> Task description: From the article about the new IB Chemistry syllabus, return the stretch beginning at "A syllabus is" and stopping after "by the syllabus.", copied word for word.

> Excerpted passage:
↓↓↓

The new IB Chemistry syllabus, which was expected to commence in August/September 2021 and have its first exams in 2023, was delayed by two years due to the COVID-19 pandemic. The programme is now scheduled to begin in August/September 2023 with the first exams set for May 2025. While the general outline of the new programme has been available on the IBO website, an update released by IB this month provided a few more details, but the complete programme has not yet been published. The full syllabus has not been released, but it is expected to be published later this year or early next year.
New IB Chemistry Syllabus Overview
The new programme aims to develop a conceptual understanding of chemistry that enables students to make connections between different areas of the subject and other DP sciences subjects. The syllabus is structured into two strands, “Structure” and “Reactivity,” in contrast to the previous listing of the 11 main topic areas. The educational philosophy behind the new programme is centered on examining scientific knowledge claims in a real-world context, encouraging student interest and curiosity. However, there are currently no options in the new programme that provide a real-world context, unlike the previous programme. It remains to be seen how much of the option content has been incorporated into the new structure and reactivity strands. The options in the current programme are factual and may be reduced, but if the new strands contain only basic chemistry concepts, much of the value gained from including some of the old applied chemistry material as options for the past 25 years may be lost.
A syllabus is a statement of what can be assessed, rather than a teaching order. Therefore, the order of teaching the programme will be determined by the teacher. While the new programme’s teaching order may be challenging to follow exactly, it should not be difficult for teachers to adapt their current teaching order to cover the new programme. A good teacher has already been making connections between all the topics, which is now encouraged by the syllabus.
New IB Chemistry Syllabus Assessments
The external assessment will now consist of two examination papers, down from three, with no options available. Currently, Paper 1 consists of multiple-choice questions, and students cannot access calculators or data booklets. In the new programme, Paper 1 still contains multiple-choice questions, but also data-based questions and questions on experimental work. Currently, questions on experimental work are assessed in Paper 3, where calculators and data booklets are allowed. If students are permitted to use calculators and data booklets in the new Paper 1, the nature of multiple-choice questions will change. This is because students can find trends in the data booklet, making it impossible to test their understanding of these trends. It remains unclear whether the specimen paper will contain multiple-choice questions on errors and uncertainties, which are currently in Topic 11.

↑↑↑

> Entries shown:
↓↓↓

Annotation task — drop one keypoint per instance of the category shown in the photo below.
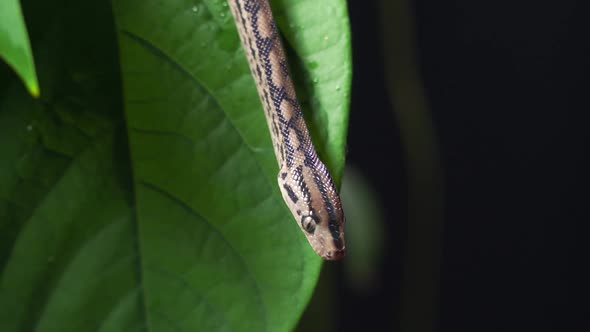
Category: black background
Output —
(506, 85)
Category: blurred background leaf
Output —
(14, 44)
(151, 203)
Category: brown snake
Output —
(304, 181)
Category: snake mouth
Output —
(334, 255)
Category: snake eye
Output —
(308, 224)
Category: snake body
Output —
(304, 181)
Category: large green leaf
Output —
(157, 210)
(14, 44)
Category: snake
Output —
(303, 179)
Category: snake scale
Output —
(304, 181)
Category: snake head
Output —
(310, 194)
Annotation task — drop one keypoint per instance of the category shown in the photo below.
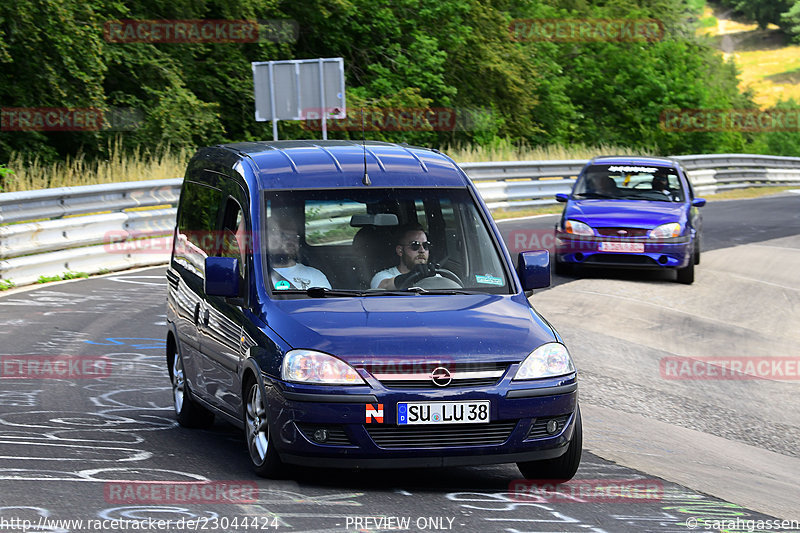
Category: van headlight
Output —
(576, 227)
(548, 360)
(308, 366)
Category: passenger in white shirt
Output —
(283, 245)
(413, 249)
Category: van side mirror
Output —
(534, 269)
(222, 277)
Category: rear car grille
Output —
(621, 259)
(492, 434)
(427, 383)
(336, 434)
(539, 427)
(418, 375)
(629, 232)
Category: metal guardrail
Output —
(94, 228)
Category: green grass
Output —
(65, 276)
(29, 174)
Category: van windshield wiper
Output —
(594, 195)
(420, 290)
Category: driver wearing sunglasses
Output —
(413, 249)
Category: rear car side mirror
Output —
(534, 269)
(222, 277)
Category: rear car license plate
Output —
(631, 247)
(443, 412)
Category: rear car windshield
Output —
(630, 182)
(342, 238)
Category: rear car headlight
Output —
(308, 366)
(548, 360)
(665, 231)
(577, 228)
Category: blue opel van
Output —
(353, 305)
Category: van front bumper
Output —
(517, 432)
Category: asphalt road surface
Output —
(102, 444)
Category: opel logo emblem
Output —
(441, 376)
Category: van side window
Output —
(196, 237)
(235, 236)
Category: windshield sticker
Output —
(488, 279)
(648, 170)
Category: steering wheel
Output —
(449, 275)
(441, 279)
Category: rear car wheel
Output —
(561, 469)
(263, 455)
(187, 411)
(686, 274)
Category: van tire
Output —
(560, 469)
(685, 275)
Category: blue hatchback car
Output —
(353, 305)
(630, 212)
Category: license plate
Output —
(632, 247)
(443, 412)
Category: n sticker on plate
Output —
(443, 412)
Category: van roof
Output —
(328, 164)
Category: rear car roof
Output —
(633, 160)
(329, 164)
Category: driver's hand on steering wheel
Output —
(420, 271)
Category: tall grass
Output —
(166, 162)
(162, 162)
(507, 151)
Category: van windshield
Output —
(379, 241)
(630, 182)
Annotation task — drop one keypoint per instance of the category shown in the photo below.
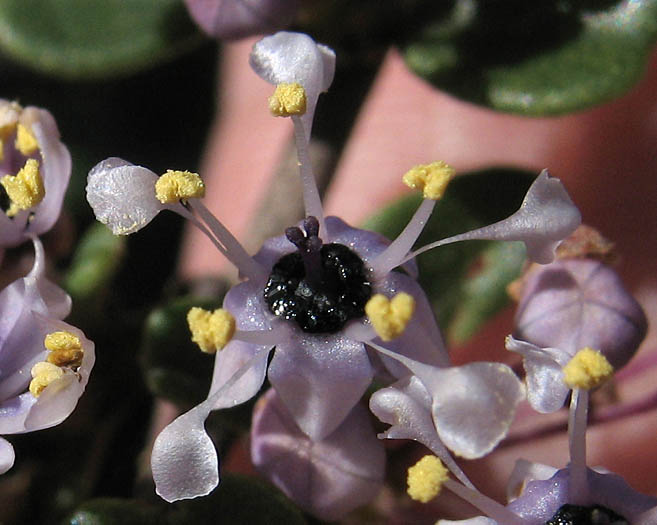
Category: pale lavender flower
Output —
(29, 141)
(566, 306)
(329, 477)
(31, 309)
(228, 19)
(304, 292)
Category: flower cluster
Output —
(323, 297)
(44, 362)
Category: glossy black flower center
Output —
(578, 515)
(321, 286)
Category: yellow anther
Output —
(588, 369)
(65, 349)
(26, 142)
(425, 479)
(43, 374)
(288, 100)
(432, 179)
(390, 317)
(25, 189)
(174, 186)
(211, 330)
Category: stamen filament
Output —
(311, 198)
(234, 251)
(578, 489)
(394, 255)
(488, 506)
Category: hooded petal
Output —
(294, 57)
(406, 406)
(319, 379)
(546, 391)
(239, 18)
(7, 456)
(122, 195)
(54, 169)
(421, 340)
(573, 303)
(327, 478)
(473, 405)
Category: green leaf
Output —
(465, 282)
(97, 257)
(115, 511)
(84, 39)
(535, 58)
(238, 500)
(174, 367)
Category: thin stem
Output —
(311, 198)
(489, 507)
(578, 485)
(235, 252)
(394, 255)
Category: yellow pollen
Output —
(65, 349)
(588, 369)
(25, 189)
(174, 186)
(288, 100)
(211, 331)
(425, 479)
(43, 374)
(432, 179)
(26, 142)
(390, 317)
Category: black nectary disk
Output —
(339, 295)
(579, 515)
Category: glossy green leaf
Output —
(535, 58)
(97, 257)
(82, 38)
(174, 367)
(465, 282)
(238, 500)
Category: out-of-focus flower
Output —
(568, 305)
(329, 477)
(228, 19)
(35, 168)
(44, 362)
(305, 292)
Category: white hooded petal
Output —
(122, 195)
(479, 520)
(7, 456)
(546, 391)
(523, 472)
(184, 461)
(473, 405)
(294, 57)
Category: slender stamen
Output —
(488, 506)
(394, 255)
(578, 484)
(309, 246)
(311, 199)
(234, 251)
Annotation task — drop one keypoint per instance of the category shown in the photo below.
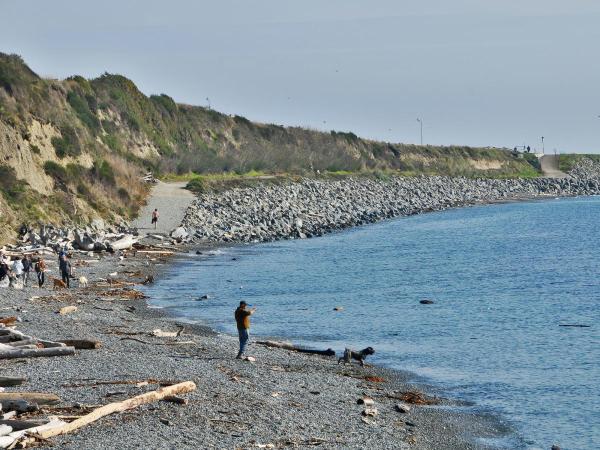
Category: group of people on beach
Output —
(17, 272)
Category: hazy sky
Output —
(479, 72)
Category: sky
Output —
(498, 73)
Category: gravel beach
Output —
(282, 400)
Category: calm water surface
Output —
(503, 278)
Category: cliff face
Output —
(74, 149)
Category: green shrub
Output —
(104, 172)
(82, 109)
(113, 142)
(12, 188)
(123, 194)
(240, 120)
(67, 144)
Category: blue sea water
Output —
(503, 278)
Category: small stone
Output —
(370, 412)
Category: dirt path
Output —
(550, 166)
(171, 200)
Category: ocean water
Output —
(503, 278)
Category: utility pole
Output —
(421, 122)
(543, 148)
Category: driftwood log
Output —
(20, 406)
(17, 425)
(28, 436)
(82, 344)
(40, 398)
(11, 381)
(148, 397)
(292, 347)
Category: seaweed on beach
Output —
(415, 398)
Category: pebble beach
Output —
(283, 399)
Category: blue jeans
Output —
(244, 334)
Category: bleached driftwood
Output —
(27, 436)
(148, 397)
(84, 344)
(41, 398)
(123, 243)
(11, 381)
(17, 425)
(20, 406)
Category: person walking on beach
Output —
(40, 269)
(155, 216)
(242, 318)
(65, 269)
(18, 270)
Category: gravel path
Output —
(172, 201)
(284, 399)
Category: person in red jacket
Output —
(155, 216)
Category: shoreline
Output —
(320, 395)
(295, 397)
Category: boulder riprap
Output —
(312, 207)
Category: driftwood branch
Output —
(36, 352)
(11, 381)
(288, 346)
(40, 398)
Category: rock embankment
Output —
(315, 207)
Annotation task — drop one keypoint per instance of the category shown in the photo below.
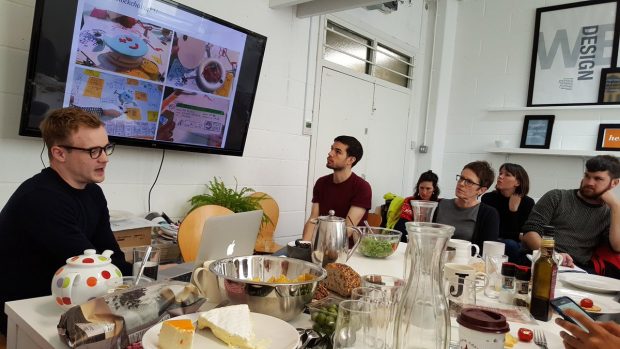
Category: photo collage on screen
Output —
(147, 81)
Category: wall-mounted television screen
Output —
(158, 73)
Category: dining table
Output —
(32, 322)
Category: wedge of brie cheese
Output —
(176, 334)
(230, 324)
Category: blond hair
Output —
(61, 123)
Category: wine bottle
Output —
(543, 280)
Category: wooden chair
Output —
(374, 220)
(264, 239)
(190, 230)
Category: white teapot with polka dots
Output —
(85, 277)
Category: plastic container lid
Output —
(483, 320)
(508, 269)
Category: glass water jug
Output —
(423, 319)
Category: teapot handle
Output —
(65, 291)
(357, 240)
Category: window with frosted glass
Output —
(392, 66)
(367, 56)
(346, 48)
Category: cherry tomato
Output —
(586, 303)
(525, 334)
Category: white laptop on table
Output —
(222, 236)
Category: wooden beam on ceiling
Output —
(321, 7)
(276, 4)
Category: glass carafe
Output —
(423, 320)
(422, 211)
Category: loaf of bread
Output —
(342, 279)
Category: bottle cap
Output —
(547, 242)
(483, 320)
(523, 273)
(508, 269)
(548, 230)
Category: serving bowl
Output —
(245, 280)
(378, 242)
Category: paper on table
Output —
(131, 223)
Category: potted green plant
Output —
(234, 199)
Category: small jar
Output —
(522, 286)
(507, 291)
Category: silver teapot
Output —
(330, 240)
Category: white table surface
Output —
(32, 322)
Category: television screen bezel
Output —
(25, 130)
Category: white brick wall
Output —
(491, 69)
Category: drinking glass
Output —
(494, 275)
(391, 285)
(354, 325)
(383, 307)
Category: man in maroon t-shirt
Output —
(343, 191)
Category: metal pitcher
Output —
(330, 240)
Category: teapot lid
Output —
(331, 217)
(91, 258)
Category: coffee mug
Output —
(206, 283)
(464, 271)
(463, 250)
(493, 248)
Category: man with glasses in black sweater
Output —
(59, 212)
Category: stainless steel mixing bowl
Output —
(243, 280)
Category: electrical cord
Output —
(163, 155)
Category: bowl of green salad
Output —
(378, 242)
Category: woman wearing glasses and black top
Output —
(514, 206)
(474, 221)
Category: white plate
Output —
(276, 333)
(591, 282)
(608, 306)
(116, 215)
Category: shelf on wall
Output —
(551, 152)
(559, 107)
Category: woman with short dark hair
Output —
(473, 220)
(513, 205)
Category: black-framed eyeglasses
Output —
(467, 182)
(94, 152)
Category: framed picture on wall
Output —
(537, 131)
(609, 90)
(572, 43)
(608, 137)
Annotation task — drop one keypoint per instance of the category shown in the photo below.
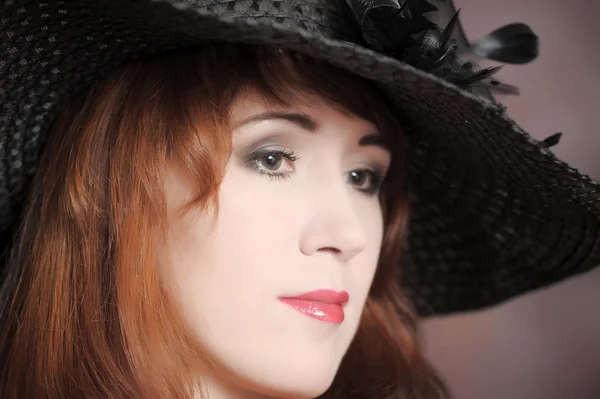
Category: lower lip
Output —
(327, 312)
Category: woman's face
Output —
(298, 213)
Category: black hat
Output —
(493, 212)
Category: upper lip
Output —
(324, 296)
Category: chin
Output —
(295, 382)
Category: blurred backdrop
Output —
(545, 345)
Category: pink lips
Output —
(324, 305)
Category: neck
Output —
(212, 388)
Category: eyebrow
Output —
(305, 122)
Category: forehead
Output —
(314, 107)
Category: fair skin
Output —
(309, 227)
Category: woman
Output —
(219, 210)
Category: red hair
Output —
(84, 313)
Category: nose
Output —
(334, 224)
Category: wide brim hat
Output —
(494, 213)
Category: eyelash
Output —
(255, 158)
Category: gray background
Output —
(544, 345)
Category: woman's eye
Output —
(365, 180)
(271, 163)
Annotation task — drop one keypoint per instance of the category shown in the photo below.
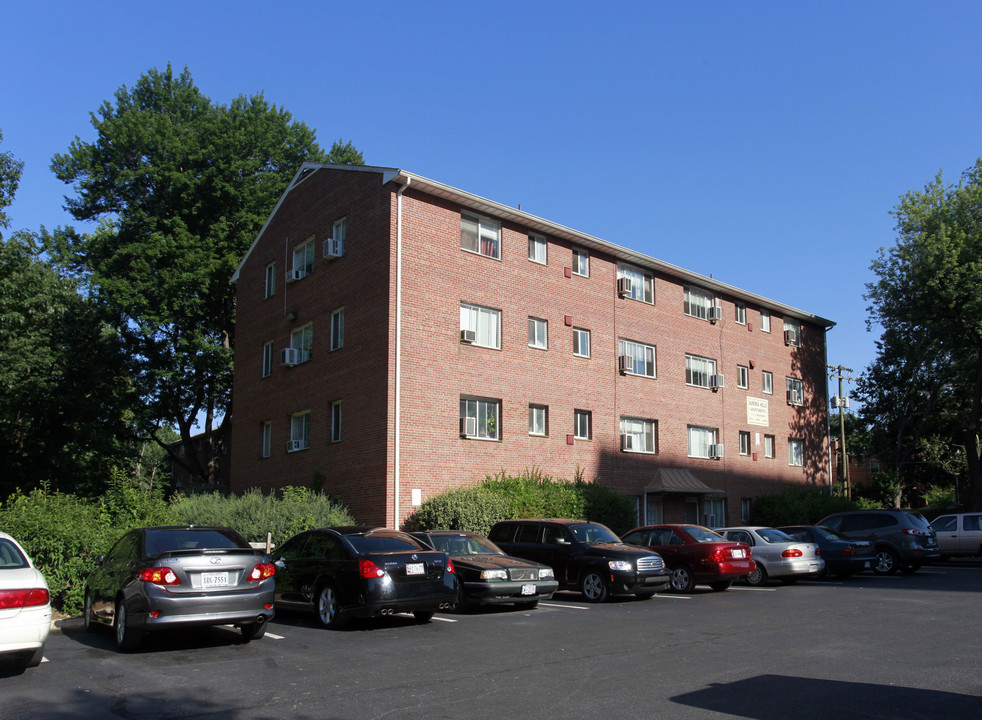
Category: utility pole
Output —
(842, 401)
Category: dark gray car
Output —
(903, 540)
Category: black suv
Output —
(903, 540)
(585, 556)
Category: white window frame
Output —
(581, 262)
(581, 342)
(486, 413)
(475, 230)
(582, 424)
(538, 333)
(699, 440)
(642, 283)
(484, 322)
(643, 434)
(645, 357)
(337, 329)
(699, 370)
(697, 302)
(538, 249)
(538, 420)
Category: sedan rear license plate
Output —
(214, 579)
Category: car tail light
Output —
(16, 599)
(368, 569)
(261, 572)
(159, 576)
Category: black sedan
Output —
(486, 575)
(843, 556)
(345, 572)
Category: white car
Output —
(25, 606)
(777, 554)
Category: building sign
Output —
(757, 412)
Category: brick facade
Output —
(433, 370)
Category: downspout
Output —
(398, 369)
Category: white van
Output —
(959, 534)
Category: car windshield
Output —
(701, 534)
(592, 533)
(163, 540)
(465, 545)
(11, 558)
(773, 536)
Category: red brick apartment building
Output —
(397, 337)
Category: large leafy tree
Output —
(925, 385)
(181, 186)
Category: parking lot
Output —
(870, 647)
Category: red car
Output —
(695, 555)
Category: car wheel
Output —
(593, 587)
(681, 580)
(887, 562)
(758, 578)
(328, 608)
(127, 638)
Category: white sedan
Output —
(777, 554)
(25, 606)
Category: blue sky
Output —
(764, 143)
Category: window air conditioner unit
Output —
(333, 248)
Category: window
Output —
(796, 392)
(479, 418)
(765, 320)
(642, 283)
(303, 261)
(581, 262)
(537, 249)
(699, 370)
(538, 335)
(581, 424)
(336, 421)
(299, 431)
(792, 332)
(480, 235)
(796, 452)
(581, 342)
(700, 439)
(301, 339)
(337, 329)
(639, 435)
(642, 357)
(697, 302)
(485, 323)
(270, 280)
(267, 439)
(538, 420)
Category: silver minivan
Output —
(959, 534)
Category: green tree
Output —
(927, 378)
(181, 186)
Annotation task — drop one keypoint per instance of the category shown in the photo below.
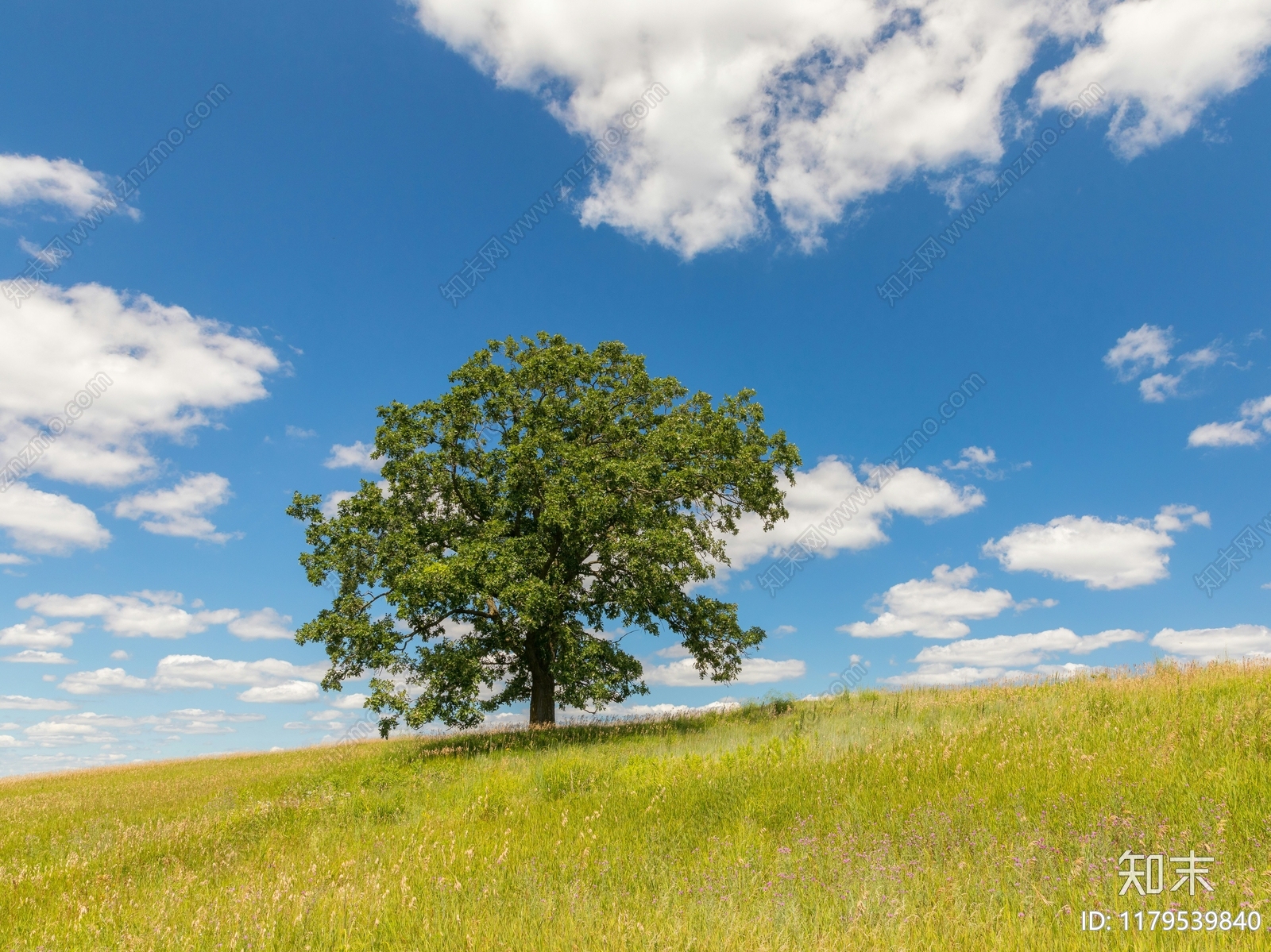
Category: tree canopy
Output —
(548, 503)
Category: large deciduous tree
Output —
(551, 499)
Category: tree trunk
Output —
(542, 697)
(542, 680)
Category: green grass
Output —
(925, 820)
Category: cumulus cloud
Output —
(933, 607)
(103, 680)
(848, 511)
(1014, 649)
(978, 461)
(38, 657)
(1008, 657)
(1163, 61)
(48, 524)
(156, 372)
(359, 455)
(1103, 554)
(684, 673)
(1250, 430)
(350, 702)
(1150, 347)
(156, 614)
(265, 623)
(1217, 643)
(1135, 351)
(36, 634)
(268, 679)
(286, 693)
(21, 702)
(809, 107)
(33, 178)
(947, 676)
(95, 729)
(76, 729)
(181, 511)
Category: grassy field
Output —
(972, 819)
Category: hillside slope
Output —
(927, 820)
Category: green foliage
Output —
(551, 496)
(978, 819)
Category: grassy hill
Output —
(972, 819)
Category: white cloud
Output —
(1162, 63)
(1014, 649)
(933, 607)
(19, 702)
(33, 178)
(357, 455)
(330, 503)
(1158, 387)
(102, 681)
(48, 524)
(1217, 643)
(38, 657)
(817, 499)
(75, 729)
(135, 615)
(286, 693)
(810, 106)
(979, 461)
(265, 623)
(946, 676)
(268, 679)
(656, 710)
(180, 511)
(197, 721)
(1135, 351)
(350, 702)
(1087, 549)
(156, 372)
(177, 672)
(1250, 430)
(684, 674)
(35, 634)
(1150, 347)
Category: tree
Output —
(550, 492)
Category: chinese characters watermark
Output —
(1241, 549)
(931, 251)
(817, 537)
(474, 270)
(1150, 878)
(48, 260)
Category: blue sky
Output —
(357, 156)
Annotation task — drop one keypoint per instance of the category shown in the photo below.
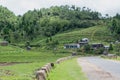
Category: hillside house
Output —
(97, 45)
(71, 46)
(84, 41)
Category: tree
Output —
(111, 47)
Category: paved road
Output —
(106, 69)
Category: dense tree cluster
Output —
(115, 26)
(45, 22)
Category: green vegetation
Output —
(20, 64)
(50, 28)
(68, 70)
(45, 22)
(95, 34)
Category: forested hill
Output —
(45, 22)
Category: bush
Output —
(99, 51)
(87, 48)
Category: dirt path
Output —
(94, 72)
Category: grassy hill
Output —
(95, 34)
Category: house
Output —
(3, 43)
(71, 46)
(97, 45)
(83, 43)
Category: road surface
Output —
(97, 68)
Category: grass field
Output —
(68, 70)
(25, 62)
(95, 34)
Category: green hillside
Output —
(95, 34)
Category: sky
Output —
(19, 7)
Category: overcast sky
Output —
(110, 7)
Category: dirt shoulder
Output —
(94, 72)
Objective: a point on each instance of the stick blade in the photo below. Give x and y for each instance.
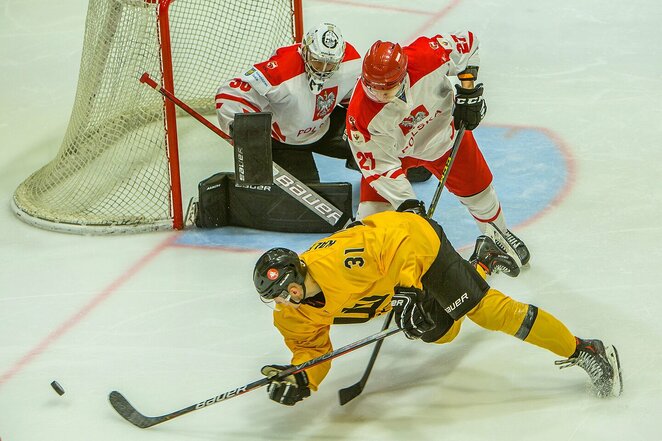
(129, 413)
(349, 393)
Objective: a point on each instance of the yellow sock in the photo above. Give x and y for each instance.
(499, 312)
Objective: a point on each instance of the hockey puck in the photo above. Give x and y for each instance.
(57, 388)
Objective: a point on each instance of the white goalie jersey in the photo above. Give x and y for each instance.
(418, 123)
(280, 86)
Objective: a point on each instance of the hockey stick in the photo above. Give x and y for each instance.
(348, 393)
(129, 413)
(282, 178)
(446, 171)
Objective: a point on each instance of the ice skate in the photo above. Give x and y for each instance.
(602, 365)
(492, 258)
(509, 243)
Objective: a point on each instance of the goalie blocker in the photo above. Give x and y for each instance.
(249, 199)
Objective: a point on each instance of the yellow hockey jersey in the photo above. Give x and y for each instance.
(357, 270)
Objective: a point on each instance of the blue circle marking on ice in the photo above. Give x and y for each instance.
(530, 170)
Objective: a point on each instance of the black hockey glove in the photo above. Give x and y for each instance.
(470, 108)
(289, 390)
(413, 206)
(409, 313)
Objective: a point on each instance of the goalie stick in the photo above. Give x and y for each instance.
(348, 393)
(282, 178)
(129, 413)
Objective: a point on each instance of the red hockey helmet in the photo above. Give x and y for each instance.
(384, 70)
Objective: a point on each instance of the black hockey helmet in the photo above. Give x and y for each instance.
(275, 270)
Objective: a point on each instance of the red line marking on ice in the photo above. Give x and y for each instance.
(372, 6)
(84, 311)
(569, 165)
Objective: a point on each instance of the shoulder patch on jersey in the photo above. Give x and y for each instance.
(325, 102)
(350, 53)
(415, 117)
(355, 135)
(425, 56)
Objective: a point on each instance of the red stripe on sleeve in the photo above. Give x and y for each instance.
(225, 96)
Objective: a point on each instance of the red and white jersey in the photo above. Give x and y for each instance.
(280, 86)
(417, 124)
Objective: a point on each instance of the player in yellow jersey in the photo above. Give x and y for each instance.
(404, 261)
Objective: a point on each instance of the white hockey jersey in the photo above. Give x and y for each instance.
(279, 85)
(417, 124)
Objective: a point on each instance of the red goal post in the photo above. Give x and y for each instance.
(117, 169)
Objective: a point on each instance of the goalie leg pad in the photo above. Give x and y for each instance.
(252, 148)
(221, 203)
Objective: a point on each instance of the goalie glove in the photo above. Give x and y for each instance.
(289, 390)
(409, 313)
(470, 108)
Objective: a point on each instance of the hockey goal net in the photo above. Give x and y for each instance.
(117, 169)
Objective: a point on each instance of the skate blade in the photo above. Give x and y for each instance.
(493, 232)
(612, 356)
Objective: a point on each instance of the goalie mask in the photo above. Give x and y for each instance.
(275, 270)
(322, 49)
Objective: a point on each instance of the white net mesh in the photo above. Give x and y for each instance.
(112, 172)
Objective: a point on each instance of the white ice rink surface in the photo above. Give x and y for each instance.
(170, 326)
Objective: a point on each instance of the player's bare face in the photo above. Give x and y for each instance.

↑↑↑

> Response to this task:
A syllabus is a statement of what can be assessed, rather than a teaching order. Therefore, the order of teaching the programme will be determined by the teacher. While the new programme’s teaching order may be challenging to follow exactly, it should not be difficult for teachers to adapt their current teaching order to cover the new programme. A good teacher has already been making connections between all the topics, which is now encouraged by the syllabus.